TASK PROMPT> The records below are to be reproduced word for word.

RECORDS SUPPLIED>
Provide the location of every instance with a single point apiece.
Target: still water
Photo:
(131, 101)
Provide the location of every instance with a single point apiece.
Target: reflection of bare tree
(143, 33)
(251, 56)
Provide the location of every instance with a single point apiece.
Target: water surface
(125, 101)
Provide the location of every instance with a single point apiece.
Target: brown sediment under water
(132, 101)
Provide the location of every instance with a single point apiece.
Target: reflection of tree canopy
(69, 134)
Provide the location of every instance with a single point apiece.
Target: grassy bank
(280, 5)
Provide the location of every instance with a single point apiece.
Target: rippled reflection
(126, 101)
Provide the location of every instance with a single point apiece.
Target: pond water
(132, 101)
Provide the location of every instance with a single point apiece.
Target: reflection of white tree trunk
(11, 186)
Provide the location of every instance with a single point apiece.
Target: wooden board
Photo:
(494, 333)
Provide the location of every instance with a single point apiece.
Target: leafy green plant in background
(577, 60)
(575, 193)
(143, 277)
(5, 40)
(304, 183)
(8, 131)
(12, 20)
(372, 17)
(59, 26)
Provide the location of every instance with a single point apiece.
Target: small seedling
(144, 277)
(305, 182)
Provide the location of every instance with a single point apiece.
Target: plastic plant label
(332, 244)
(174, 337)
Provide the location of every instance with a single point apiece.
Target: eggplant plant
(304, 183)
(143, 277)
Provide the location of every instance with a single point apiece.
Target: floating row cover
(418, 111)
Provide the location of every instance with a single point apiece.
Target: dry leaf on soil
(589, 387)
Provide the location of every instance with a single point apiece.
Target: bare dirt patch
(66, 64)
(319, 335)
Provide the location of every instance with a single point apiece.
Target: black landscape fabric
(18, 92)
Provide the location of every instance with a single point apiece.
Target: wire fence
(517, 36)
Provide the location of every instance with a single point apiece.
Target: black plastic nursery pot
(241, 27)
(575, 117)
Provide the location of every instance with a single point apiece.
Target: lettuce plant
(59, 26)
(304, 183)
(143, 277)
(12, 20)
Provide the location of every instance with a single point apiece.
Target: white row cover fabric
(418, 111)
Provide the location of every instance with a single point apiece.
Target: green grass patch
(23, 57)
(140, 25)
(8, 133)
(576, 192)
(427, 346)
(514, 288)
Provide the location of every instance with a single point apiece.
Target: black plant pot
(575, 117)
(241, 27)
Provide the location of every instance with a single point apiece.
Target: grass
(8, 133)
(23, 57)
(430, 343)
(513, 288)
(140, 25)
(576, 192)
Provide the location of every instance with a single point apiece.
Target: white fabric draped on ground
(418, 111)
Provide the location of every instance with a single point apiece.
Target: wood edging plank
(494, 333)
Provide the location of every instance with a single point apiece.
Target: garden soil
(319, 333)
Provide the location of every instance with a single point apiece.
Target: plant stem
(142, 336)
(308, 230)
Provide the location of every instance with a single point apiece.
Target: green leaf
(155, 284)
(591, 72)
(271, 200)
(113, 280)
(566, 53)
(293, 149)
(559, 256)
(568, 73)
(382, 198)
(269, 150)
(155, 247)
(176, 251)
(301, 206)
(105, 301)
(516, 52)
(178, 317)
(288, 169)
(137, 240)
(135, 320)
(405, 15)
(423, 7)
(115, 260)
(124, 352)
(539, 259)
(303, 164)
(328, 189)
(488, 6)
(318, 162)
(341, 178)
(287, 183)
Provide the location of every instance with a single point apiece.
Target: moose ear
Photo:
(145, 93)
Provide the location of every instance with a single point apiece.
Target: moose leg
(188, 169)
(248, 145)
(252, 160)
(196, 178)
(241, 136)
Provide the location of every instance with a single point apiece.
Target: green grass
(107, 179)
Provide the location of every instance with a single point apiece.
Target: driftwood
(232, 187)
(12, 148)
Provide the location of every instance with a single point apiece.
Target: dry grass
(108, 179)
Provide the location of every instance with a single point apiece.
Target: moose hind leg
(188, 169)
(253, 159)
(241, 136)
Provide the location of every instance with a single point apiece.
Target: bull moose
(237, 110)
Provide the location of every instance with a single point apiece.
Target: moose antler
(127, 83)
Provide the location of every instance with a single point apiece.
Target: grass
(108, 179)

RESPONSE TO THE EXERCISE>
Provide the location of every instance with a single point apiece.
Target: still water
Photo:
(131, 101)
Provide the location of every instance with a single point apiece.
Target: reflection of bare tree
(143, 33)
(251, 56)
Provide the location of every instance with a single point apiece.
Target: water surface
(125, 101)
Provide the location of every instance with a single point apiece.
Target: brown sediment under water
(132, 101)
Provide the location of every instance with a single point apiece.
Target: reflection of tree canopy
(69, 134)
Provide the location of every instance with a single point apiece.
Target: grassy bank
(280, 5)
Provide the location of every instance with a single point apiece.
Target: rippled reflection
(126, 101)
Provide the location of every instance with a single point apiece.
Target: pond water
(132, 101)
Provide the location of every instance with a single point apiece.
Target: reflection of white tree trunk
(11, 186)
Provide the location of every instance with a single point apiece.
Target: wooden board
Photo:
(494, 333)
Provide the location of every instance with a single point apiece.
Target: leafy green plant in background
(577, 60)
(575, 193)
(143, 277)
(5, 40)
(304, 183)
(8, 131)
(12, 20)
(372, 17)
(59, 26)
Provide the location of every instance with a single point apiece.
Target: small seedling
(144, 277)
(305, 182)
Provide the location of every instance with a single point apiece.
Target: plastic plant label
(332, 244)
(174, 337)
Provide the location of every instance with a single point apiece.
Target: eggplant plant
(304, 183)
(143, 277)
Provide the location of every instance with a single point apiece.
Target: floating row cover
(418, 111)
Provide the location of every instance with a single point apiece.
Target: dry leaf on soil
(589, 387)
Provide the location of every instance with a single point apiece.
Target: bare dirt patch
(66, 64)
(319, 335)
Provide the location of every instance with a single point apiece.
Target: black landscape fabric
(18, 92)
Provide the location of every instance with a single point apiece.
Target: wire fence
(517, 36)
Provide the location of every instance with a single point apiece.
Target: black plastic nursery pot
(241, 27)
(575, 117)
Provide the location of every instance with a single point apiece.
Target: lettuce plant
(59, 26)
(304, 183)
(143, 277)
(12, 20)
Provide the location of every instance with a single point apiece.
Target: white row cover fabric
(418, 111)
Provide the location of every instance with a single point apiece.
Target: green grass patch
(23, 57)
(140, 25)
(8, 133)
(576, 192)
(427, 346)
(514, 288)
Provide the location of every instance with a single point apiece.
Target: black plant pot
(575, 117)
(241, 27)
Provide the location of every instance with a single point apiece.
Target: grass
(8, 133)
(23, 57)
(430, 343)
(513, 288)
(140, 25)
(576, 192)
Provide the location of every instance with a single point apiece.
Target: white fabric draped on ground
(418, 111)
Provide the location of every instance with a single point apiece.
Target: wood edging plank
(494, 333)
Provide the location of every instance with a single point apiece.
Target: garden soil
(319, 333)
Provide the location of every instance with a single point apiece.
Target: plant stem
(142, 336)
(308, 230)
Provide the location of every instance with a single point apiece.
Target: green leaf
(155, 284)
(591, 72)
(271, 200)
(113, 280)
(566, 53)
(293, 149)
(559, 256)
(568, 73)
(382, 198)
(269, 150)
(155, 247)
(176, 251)
(301, 206)
(105, 301)
(516, 52)
(178, 317)
(288, 169)
(137, 240)
(135, 320)
(405, 15)
(423, 7)
(115, 260)
(124, 352)
(539, 259)
(303, 164)
(328, 189)
(488, 6)
(318, 162)
(341, 178)
(287, 183)
Provide the location of every instance with a single point apiece.
Target: moose ear
Photo:
(145, 93)
Provide the location of every instance with a single point apiece.
Target: moose leg
(188, 169)
(248, 145)
(252, 160)
(196, 178)
(241, 136)
Provide the location of every instance with a single point apiece.
Target: green grass
(107, 179)
Provide the location of every instance with a single point apiece.
Target: driftwood
(232, 187)
(12, 148)
Provide the location of every instance with a single point apiece.
Target: dry grass
(108, 179)
Provide the location of every instance with a single point apiece.
Target: moose hind leg
(188, 169)
(253, 159)
(241, 136)
Provide the location of every instance with a single point apiece.
Target: bull moose
(237, 110)
Provide the location of every instance with a single point apiece.
Target: moose antler
(127, 83)
Provide the location of every instance with a single point apiece.
Target: grass
(108, 179)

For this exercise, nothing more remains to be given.